[Extracted data entries]
** Start **
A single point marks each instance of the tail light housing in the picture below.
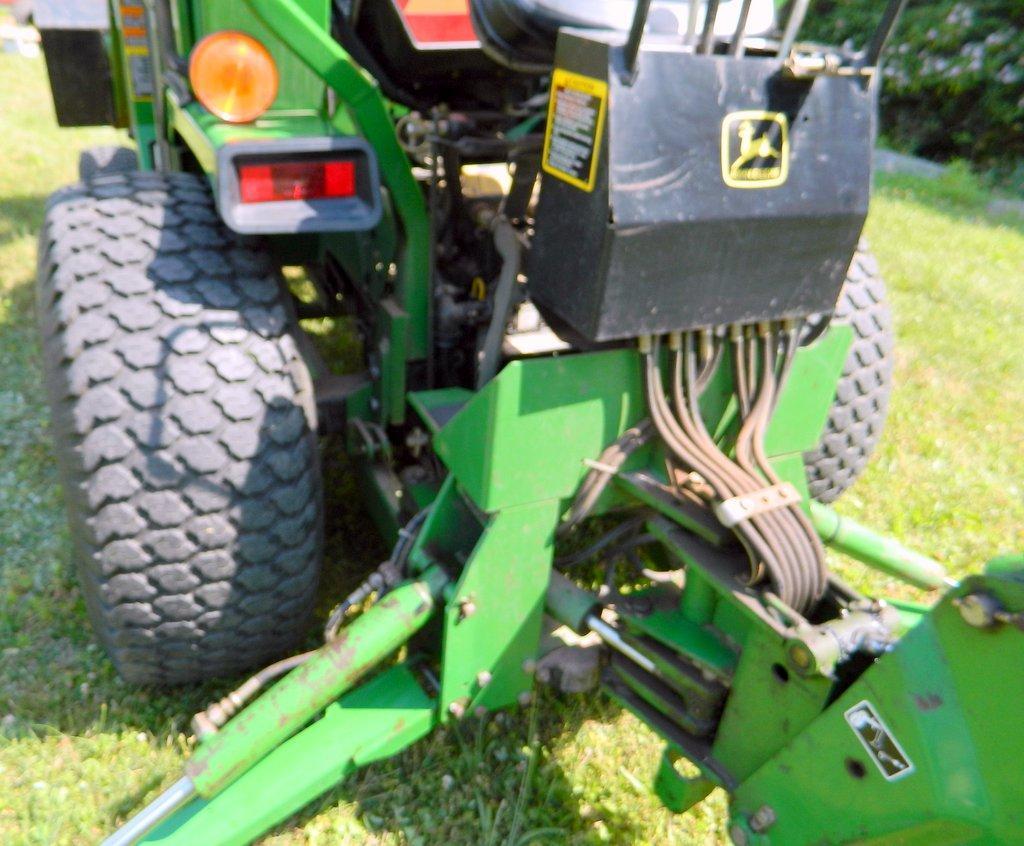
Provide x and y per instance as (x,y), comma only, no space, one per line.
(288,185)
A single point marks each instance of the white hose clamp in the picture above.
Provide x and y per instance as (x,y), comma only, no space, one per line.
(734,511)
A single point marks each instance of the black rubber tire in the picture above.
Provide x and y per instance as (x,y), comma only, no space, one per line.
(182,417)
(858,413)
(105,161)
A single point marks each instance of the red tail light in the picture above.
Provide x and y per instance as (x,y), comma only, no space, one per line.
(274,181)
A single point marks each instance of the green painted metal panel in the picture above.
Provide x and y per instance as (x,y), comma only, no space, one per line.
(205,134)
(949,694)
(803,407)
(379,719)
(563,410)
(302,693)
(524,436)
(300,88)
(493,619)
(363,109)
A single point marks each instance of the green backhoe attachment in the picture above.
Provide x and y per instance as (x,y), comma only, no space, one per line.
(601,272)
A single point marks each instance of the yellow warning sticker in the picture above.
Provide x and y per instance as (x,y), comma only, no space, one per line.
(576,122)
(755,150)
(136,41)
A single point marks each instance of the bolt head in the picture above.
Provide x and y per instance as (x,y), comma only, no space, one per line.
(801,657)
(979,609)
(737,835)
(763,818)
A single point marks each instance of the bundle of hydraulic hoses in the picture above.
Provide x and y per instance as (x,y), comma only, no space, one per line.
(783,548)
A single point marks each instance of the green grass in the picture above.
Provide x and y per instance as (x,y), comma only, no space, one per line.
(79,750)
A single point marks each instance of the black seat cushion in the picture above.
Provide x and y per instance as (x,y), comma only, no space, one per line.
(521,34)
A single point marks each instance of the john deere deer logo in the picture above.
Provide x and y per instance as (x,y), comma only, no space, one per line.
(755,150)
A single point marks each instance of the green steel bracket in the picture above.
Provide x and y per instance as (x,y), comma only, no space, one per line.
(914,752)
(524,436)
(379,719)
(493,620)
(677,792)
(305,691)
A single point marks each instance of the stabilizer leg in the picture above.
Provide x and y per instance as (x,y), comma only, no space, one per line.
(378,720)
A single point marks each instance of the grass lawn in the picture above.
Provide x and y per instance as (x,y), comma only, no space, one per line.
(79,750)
** End **
** Start **
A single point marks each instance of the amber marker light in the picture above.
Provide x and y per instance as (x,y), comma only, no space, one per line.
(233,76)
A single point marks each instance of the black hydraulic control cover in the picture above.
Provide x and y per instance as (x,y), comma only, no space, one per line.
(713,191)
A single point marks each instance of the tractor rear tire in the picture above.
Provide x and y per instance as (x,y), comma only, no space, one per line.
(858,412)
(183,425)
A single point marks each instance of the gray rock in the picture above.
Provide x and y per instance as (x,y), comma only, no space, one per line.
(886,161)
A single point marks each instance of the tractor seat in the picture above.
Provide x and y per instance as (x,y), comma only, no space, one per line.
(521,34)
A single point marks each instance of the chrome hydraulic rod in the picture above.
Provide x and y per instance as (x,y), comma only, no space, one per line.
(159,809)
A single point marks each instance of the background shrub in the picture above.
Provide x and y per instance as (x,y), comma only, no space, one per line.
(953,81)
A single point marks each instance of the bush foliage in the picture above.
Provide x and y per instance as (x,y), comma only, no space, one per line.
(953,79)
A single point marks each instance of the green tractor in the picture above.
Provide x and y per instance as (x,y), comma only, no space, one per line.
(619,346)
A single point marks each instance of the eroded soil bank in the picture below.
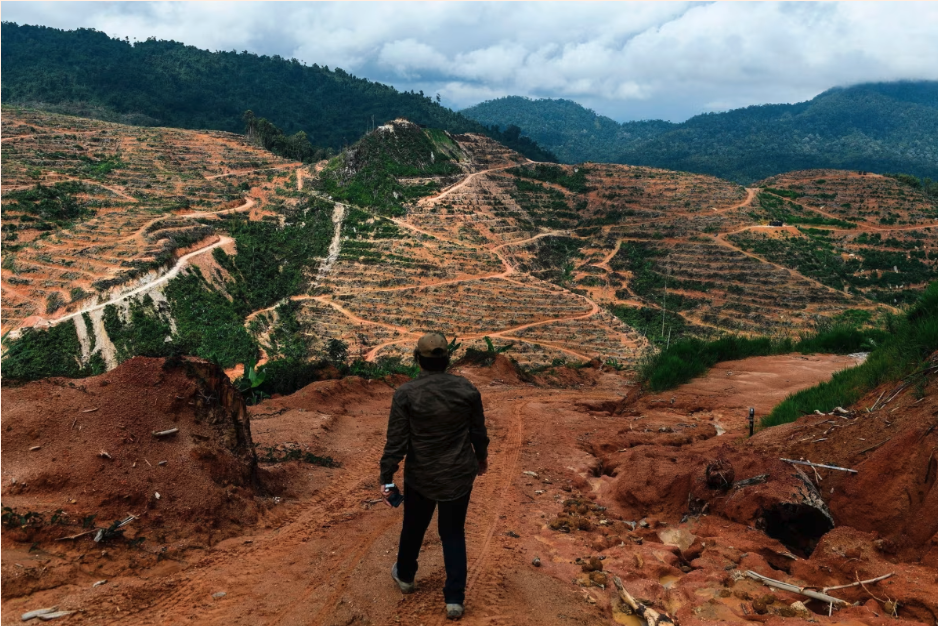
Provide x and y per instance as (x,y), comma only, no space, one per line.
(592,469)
** End **
** Start **
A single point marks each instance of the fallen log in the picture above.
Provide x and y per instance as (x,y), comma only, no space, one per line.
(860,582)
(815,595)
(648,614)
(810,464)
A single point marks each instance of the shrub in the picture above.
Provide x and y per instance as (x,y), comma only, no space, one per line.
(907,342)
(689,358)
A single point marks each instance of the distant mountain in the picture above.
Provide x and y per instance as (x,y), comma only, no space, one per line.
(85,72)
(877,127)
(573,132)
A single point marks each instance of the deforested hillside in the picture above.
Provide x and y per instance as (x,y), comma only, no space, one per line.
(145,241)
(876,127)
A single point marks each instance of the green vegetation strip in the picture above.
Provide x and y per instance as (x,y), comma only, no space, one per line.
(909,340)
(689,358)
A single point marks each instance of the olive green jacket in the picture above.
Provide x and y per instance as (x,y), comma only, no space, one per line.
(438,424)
** End **
> [Prompt]
Locate every line in the items above that contains the word "tractor" and copy each of those lines.

> [Answer to this problem]
A single point marks each instance of the tractor rear tire in the picture above.
A single point marks each instance of the tractor seat in the picture above.
A single point marks each instance of the green tractor in the picture above.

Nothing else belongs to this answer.